> _TASK DATA_
************

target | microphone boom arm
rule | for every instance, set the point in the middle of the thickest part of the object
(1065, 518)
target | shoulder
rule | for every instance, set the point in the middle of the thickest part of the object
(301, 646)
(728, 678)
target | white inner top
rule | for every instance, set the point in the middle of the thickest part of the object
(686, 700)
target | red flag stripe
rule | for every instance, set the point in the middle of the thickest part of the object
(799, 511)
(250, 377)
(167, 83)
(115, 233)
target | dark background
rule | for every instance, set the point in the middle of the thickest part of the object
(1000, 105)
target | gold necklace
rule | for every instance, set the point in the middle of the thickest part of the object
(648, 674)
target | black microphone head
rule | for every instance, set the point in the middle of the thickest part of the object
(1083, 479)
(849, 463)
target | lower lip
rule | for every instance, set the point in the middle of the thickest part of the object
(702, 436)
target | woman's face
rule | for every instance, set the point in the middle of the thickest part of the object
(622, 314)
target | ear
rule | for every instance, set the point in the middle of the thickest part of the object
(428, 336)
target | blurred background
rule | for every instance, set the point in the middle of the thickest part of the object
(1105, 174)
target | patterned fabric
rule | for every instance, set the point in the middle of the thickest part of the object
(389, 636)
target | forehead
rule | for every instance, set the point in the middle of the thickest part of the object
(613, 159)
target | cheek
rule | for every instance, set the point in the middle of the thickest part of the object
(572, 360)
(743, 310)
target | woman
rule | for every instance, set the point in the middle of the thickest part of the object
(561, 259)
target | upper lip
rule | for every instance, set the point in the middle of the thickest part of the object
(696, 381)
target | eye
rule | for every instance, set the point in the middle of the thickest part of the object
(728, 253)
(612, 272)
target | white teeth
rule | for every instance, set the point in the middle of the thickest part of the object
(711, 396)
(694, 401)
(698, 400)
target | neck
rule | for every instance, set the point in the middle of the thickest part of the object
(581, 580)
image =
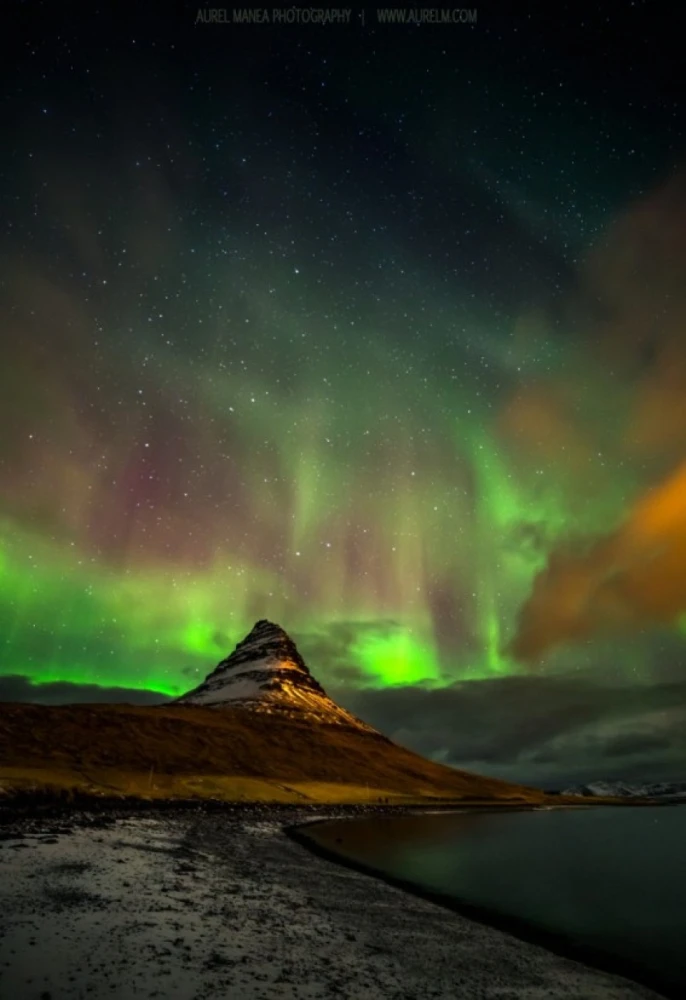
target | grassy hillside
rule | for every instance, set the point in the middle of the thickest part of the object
(233, 754)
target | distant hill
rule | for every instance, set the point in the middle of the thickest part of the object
(260, 727)
(623, 789)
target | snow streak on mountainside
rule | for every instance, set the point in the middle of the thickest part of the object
(266, 673)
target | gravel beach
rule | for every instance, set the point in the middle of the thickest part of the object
(197, 906)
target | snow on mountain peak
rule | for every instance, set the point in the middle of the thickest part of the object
(266, 673)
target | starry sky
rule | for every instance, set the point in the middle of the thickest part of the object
(376, 331)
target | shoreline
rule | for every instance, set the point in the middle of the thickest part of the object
(261, 912)
(516, 927)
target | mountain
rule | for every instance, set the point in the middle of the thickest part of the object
(622, 789)
(260, 727)
(266, 674)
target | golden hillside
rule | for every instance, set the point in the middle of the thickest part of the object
(233, 754)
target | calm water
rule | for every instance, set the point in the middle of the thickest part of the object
(610, 879)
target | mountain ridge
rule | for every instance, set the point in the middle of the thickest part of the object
(260, 727)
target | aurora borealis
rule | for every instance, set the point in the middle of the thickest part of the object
(393, 359)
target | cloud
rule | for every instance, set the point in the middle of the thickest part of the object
(16, 688)
(536, 729)
(618, 415)
(631, 578)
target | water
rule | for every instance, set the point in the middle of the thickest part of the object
(612, 880)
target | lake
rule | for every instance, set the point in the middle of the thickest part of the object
(609, 882)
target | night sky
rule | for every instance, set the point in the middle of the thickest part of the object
(378, 332)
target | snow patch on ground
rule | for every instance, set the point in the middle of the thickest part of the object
(184, 908)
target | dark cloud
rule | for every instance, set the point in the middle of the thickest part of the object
(530, 728)
(16, 688)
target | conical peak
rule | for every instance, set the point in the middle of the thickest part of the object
(266, 673)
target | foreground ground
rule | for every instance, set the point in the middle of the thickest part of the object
(198, 906)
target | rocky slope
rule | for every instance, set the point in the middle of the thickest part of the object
(266, 674)
(259, 728)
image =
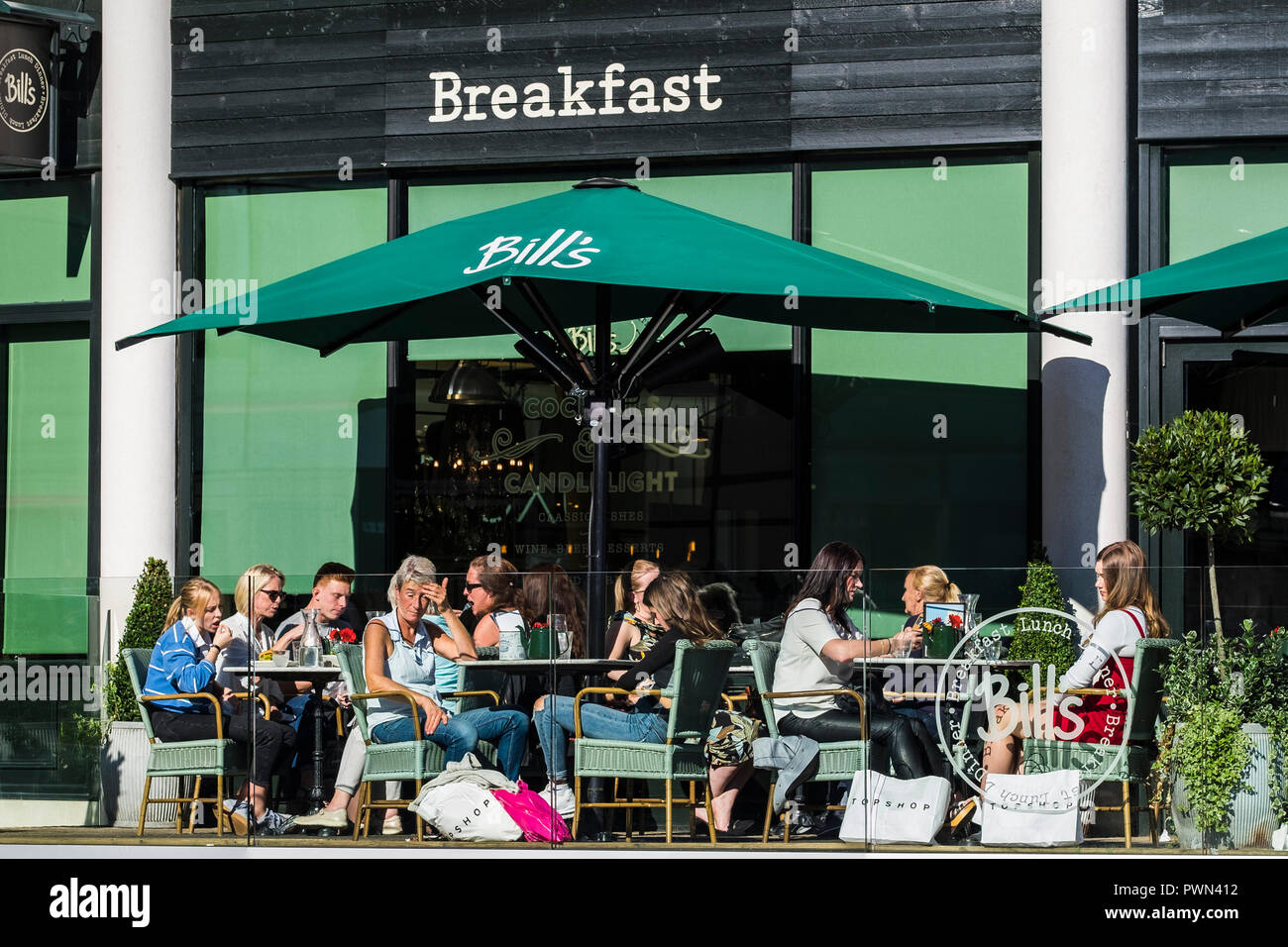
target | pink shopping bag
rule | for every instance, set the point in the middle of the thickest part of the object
(533, 814)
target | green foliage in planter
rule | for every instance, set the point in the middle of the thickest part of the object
(1034, 639)
(1198, 474)
(1211, 753)
(145, 624)
(1210, 697)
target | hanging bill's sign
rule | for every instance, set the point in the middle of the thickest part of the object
(26, 91)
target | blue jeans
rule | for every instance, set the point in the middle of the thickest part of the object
(507, 729)
(554, 723)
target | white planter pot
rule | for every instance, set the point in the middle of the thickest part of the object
(123, 767)
(1252, 822)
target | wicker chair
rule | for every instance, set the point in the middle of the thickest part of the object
(836, 762)
(695, 690)
(1132, 764)
(416, 759)
(220, 757)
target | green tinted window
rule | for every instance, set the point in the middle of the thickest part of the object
(1214, 205)
(47, 497)
(292, 445)
(921, 440)
(44, 241)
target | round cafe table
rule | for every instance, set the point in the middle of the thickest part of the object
(318, 677)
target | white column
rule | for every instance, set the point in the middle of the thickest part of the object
(1083, 247)
(138, 420)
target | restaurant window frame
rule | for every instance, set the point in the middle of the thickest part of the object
(397, 182)
(62, 321)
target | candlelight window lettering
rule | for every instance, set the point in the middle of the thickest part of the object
(612, 94)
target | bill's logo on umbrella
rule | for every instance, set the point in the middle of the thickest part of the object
(559, 249)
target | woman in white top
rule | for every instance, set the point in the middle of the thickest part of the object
(1128, 613)
(818, 652)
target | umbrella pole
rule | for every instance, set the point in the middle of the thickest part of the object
(596, 605)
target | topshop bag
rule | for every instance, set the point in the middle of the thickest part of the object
(467, 812)
(1035, 809)
(887, 810)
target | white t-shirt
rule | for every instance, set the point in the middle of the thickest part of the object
(1116, 634)
(240, 654)
(802, 665)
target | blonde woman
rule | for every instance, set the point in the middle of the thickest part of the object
(926, 583)
(183, 661)
(1128, 612)
(258, 595)
(627, 634)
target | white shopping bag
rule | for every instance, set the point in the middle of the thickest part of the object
(884, 809)
(1033, 809)
(465, 812)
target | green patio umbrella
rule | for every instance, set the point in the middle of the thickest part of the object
(562, 249)
(596, 253)
(1231, 289)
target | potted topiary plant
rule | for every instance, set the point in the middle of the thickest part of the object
(1198, 472)
(1223, 746)
(1033, 639)
(125, 753)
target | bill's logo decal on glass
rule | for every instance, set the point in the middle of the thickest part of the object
(24, 90)
(559, 249)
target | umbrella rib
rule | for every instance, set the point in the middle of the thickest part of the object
(539, 344)
(539, 304)
(655, 328)
(1265, 312)
(681, 331)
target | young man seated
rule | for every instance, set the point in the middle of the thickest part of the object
(333, 585)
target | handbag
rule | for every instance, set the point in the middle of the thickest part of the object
(467, 812)
(532, 814)
(730, 738)
(1031, 809)
(887, 810)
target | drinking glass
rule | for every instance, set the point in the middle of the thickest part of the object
(559, 626)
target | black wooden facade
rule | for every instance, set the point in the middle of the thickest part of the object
(297, 86)
(1212, 68)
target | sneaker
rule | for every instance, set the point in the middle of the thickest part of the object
(561, 797)
(274, 823)
(239, 814)
(326, 818)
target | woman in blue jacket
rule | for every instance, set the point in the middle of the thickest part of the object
(183, 661)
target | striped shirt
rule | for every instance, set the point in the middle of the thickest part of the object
(176, 667)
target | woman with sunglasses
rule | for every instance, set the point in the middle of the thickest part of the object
(398, 655)
(673, 603)
(820, 650)
(494, 598)
(257, 596)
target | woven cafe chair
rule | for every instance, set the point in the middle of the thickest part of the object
(415, 759)
(695, 690)
(837, 762)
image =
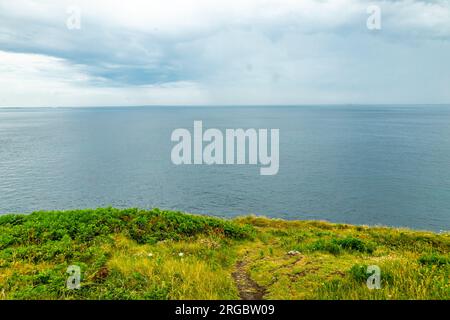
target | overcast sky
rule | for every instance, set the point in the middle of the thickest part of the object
(216, 52)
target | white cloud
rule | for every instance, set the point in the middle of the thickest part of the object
(223, 52)
(38, 80)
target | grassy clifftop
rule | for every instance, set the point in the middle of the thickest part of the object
(136, 254)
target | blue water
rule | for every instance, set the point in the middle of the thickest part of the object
(376, 165)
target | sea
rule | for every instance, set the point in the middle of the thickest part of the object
(361, 164)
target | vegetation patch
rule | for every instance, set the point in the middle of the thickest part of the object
(156, 254)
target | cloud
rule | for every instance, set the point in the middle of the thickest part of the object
(223, 52)
(42, 81)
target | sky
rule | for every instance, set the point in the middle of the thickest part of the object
(223, 52)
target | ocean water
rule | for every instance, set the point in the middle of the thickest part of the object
(375, 165)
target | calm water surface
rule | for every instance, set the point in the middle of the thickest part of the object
(386, 165)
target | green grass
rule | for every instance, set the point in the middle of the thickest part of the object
(137, 254)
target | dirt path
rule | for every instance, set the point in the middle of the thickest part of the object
(248, 289)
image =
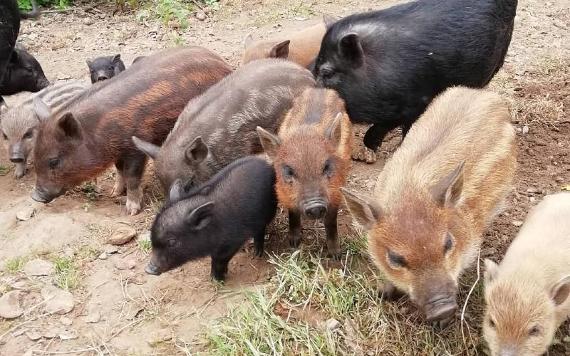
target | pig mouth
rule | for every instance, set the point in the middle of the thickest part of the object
(42, 196)
(152, 269)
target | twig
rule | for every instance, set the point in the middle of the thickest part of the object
(469, 295)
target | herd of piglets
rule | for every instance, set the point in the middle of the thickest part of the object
(230, 145)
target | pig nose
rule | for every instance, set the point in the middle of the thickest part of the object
(152, 269)
(441, 307)
(315, 209)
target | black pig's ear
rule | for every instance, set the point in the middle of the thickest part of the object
(334, 130)
(43, 112)
(200, 217)
(280, 50)
(197, 151)
(147, 148)
(176, 191)
(269, 142)
(364, 212)
(351, 49)
(70, 127)
(447, 192)
(328, 20)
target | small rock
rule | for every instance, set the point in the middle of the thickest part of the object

************

> _DIRECTIONS FOR THIS TASK_
The answer must be every line of the listing that holds the word "patch".

> _TASK RESULT_
target | snow patch on ground
target | vegetation patch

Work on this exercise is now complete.